Output only the lines below from the one containing "Complete each <instance>" to the one containing "box: [9, 263, 719, 474]", exactly as written, both ends kept.

BEGIN Data section

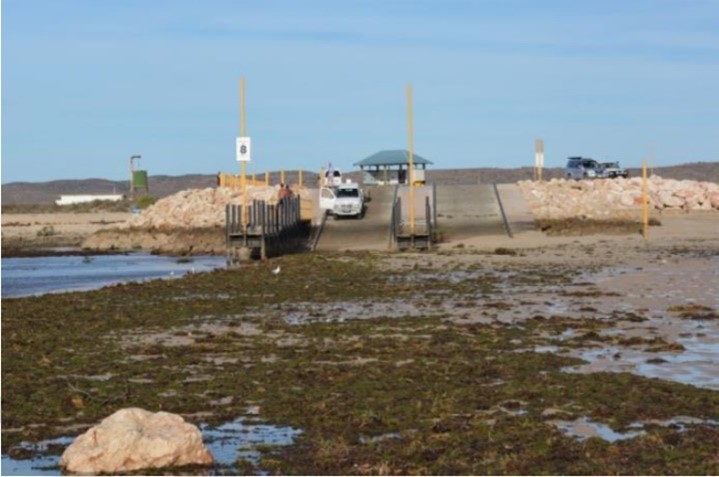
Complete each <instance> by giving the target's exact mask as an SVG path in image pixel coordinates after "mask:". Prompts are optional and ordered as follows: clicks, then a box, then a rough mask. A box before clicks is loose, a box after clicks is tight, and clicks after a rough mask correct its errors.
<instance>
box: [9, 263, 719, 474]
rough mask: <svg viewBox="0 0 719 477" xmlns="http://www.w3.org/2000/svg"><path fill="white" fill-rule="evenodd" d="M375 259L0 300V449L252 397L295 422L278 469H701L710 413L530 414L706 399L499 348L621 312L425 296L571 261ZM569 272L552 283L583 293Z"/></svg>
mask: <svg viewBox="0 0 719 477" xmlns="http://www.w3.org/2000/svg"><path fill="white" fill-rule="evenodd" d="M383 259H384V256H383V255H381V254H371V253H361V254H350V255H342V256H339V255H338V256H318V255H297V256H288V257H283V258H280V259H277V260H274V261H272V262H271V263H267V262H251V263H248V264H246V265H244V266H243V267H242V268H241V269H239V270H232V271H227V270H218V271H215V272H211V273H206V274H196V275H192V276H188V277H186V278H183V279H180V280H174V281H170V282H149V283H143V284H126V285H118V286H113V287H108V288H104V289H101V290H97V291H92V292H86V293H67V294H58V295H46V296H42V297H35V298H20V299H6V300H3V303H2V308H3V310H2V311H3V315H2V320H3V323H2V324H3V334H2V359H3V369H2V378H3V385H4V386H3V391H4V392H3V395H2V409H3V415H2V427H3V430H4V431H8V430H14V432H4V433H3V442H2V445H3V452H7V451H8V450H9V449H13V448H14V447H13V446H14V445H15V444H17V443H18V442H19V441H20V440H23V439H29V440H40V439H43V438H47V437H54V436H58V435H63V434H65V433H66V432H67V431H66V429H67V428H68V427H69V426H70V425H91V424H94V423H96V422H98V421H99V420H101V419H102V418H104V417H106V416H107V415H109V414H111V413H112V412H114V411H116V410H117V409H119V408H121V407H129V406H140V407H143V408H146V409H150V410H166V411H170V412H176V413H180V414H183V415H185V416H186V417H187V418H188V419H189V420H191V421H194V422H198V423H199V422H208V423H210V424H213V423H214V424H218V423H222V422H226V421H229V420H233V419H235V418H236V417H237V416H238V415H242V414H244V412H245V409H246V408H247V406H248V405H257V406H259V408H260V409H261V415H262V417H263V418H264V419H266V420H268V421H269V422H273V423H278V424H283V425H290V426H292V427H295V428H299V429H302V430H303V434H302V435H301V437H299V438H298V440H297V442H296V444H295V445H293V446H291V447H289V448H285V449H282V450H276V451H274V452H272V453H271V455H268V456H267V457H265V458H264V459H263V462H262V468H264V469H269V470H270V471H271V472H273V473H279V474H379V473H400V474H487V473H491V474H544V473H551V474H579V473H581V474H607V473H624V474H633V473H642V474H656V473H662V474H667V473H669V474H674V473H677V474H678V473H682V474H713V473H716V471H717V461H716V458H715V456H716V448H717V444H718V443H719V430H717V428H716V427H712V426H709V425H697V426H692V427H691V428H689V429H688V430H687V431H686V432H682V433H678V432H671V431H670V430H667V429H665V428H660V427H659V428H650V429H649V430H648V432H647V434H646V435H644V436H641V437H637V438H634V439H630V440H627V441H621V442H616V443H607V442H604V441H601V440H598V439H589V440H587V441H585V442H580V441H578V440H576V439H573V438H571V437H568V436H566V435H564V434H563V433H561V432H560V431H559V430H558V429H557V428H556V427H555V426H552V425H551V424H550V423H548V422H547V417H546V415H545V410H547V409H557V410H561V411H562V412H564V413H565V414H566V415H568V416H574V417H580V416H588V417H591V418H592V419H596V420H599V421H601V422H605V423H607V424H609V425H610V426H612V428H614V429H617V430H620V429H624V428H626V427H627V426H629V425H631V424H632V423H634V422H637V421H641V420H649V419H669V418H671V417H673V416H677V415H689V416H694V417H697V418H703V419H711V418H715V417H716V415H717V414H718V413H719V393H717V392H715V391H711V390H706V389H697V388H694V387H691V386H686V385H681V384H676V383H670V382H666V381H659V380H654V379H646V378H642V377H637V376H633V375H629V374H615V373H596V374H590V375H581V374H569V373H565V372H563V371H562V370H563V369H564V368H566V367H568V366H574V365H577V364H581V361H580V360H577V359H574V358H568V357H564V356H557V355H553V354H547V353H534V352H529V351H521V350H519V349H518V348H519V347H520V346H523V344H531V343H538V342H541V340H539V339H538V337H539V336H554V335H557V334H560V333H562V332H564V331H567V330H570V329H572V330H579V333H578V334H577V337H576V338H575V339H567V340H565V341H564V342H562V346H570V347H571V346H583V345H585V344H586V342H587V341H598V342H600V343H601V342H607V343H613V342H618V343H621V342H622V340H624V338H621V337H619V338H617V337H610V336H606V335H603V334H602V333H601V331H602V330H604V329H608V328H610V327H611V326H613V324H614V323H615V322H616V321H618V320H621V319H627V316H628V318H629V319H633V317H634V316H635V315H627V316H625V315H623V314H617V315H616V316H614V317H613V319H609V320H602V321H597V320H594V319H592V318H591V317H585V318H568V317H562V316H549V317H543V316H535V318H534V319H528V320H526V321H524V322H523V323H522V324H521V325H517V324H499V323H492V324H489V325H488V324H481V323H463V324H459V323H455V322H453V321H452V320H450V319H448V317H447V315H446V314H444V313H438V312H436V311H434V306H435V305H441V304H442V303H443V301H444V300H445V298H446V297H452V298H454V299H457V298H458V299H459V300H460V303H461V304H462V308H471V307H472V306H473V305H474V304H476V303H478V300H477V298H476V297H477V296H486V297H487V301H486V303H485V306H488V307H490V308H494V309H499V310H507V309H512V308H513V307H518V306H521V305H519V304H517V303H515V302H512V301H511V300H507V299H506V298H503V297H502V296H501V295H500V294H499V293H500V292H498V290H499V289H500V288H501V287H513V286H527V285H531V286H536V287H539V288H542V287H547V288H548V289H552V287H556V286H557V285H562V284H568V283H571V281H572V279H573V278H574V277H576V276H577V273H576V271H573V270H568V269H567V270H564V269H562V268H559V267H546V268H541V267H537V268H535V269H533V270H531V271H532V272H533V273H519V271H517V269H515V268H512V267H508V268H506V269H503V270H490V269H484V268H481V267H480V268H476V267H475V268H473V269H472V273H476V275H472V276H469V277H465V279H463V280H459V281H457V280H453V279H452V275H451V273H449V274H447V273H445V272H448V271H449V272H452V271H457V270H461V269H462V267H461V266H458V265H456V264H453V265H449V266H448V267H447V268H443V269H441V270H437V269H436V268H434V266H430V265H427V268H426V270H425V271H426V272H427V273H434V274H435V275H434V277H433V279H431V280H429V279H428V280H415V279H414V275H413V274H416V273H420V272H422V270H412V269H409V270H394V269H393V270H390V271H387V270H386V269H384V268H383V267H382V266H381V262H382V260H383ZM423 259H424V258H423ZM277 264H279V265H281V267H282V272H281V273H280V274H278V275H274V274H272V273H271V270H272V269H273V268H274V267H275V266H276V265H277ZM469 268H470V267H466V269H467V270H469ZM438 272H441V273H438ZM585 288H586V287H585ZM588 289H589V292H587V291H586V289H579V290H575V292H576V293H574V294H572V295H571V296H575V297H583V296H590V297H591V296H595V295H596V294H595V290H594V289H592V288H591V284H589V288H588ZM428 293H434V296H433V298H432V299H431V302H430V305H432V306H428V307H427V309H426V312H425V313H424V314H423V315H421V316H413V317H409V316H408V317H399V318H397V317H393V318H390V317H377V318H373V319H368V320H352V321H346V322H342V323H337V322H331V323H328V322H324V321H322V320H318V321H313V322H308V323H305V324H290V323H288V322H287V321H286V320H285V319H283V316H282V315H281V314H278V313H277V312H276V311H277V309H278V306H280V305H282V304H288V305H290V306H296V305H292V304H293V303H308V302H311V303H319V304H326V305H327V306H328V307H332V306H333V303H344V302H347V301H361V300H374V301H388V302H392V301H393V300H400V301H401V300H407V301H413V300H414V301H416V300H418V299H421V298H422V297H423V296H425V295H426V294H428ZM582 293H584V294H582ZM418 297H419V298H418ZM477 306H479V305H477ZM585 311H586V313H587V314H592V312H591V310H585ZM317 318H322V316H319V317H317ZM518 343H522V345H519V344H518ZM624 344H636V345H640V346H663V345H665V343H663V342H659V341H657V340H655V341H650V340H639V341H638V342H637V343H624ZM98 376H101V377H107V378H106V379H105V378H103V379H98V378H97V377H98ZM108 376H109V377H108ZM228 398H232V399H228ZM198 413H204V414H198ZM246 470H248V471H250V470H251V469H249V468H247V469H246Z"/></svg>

END Data section
BEGIN Data section

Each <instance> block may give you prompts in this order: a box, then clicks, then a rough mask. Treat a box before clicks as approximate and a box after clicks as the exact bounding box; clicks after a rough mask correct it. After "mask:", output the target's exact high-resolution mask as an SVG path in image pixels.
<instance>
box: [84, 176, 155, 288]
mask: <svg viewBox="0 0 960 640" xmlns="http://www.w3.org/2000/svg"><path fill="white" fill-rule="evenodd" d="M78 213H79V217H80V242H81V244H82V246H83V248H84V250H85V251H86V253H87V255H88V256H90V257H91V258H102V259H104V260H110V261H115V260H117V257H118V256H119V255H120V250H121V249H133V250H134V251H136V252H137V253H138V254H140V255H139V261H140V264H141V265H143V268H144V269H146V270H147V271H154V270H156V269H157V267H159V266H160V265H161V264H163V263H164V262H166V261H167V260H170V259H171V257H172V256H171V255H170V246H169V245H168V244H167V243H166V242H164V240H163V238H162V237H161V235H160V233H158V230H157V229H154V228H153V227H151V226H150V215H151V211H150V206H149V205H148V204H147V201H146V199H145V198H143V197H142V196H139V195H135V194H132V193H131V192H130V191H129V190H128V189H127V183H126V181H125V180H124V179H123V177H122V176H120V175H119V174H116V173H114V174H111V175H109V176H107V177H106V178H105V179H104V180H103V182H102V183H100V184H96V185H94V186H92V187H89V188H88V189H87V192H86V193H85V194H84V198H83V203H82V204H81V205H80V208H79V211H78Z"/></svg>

END Data section

→ Answer section:
Complete each <instance> by giving the target's exact mask as an SVG path in image pixel coordinates after "mask:". Prompts are optional and ordered as follows: clicks, then a box, then a rough mask. A box before clicks is loose, a box after clicks is tight, and clicks after a rough mask correct its errors.
<instance>
box: [9, 263, 719, 474]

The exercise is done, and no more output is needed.